◆ **Directions for this task**
Reproduce every line of the data below without changing anything.

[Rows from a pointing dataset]
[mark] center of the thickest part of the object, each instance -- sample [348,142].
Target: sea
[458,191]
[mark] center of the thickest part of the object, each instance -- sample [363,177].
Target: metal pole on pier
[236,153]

◆ **Output**
[mark] center of the thickest part of the object, each instance -- sample [348,142].
Target: sea
[458,191]
[mark] center of the thickest part of the object, each instance -- sample [363,177].
Target: metal pole on pier
[236,153]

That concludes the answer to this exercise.